[Angezeigter Text]:
►

Geschichte der Kirchenmusik in 4 Bänden. 4: Die zweite Hälfte des 20. Jhs. und die Herausforderungen der Gegenwart [Ingeborg Allihn)

Geschichte der Kirchenmusik in vier Bänden / Hrsg. von Wolfgang Hochstein und Christoph Krummacher. Laaber: Laaber, 2011ff (Enzyklopädie der Kirchenmusik ; I/1–I/4)
ISBN 978-3-89007-690-4 (Reihe); nur geschlossen zu beziehen

4. Die zweite Hälfte des 20. Jahrhunderts und die Herausforderungen der Gegenwart – 2014. – 376 S.: 17 s/w-Abb., 33 Notenbsp.
ISBN 978-3-89007-754-3 : € (geb.)

Dieser vierte und letzte Band ist der Schlussstein für die ambitionierte Geschichte der Kirchenmusik. 67 Autoren, Kirchenmusiker und Theologen, Musikwissenschaftler, Philosophen und andere Sachkundige haben ihn nach allen Regeln der Kunst sorgfältig bearbeitet, so dass sich der am Gegenstand Interessierte umfassend informieren kann. Der vorliegende Band widmet sich der Kirchenmusik in der zweiten Hälfte des 20. Jahrhunderts und den Herausforderungen der Gegenwart. In vier Kapiteln wird das Thema erörtert: Aufbruch zu neuen Ufern (ca. 1945 bis zur Gegenwart), gemeint ist bis ca. 2010; Musik der Ostkirchen; Außereuropäische Kirchenmusik; Populäre Kirchenmusik der Gegenwart. Gleichnishaft eröffnet ein eindrucksvolles Foto den vorliegenden Band: die Ruine der Gedächtniskirche in Berlin mit der dicht daneben erbauten >neuen< Gedächtniskirche. Eindrucksvoll wird der schwierige Prozess der Neufindung sowohl der evangelischen als auch der katholischen Kirche und ihrer jeweiligen Musik nach dem Ende des Zweiten Weltkriegs 1945 geschildert. Ein „Neubeginn so kompliziert wie unausweichlich“ (S.9), schreibt Christoph Krummacher. Da geht es auf protestantischer Seite um den Zusammenschluss bekenntnisverschiedener Landeskirchen, um Liturgieeinheit und um das angestrebte Einheitsgesangbuch, um Agendenbemühungen, um das Kirchenlied als solches, um Gesangbücher und um eine generelle Neuordnung des Gottesdienstes. Letztendlich auch um die Erkenntnis, dass diese und andere Fragen „nicht kirchenamtlich, sondern nur im offenen Diskurs einer Antwort zugeführt werden“ können. (Eckhard Jaschinski/Ch. Krummacher; S. 31) Nicht minder ernsthaft ringt die katholische Kirche um eine neue Gottesdienstordnung, um eine aktivere Beteiligung der Gemeinde, aber auch um die Klärung nach der Beziehung zwischen Liturgie und Kirchenmusik, um die „Spannung zwischen dem liturgisch Vorgegebenen und dem gern Gesungenen“ (S. 31) usw. Wer die komplizierten liturgischen und kirchenmusikalischen Aufbrüche nach 1945 verfolgen will, hier wird er kurz und knapp über ihre wesentlichen Tendenzen informiert. Wie bei den drei Vorgängerbänden sind die Anmerkungen dankenswerterweise wieder auf der dazugehörigen Seite zu finden, genauso wie den einzelnen Kapiteln resp. Unterkapiteln jeweils z.T. umfangreiche Literaturhinweise folgen.

◄

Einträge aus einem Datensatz
►

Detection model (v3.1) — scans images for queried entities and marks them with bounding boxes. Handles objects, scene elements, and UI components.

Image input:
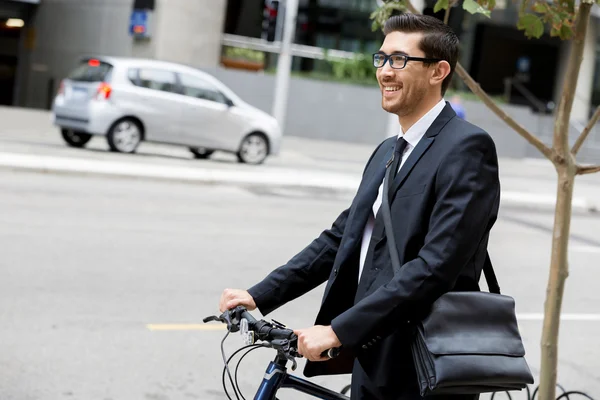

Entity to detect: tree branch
[552,1,593,160]
[444,0,454,25]
[456,63,554,161]
[577,165,600,175]
[406,0,555,161]
[571,106,600,155]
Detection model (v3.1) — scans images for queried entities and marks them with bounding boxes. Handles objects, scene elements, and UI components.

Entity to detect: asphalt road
[0,171,600,400]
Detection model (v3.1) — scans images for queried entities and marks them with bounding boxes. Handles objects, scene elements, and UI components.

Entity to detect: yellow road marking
[146,324,227,331]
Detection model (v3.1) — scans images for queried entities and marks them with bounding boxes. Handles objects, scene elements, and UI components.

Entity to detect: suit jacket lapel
[390,102,456,198]
[344,141,394,254]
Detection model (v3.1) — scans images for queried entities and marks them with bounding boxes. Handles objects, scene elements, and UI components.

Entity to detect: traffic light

◄

[Aufgabe A]:
Stimmen die folgenden Aussagen mit dem Text zur Geschichte der Kirchenmusik überein? Antworte jeweils mit Ja oder Nein und zitiere die entscheidenden Worte wörtlich.
(i) An dem Band haben 67 Autoren mitgewirkt.
(ii) Der Band ist in fünf Kapitel gegliedert.
(iii) Die Anmerkungen stehen gesammelt am Ende des Bandes.
[Aufgabe B]:
Beantworte anhand des Textes zur Geschichte der Kirchenmusik kurz diese Fragen:
(i) Wie viele Seiten umfasst der vierte Band?
(ii) Was zeigt das Foto, das den Band eröffnet?
(iii) Wer gibt die Geschichte der Kirchenmusik in vier Bänden heraus?
Die Datensätze spielen hierfür keine Rolle.

[Lösung A]:
(i) Ja: „67 Autoren, Kirchenmusiker und Theologen, Musikwissenschaftler, Philosophen und andere Sachkundige haben ihn nach allen Regeln der Kunst sorgfältig bearbeitet“
(ii) Nein: „In vier Kapiteln wird das Thema erörtert“
(iii) Nein: „sind die Anmerkungen dankenswerterweise wieder auf der dazugehörigen Seite zu finden“

[Lösung B]:
(i) 376 Seiten.
(ii) Die Ruine der Gedächtniskirche in Berlin mit der dicht daneben erbauten neuen Gedächtniskirche.
(iii) Wolfgang Hochstein und Christoph Krummacher.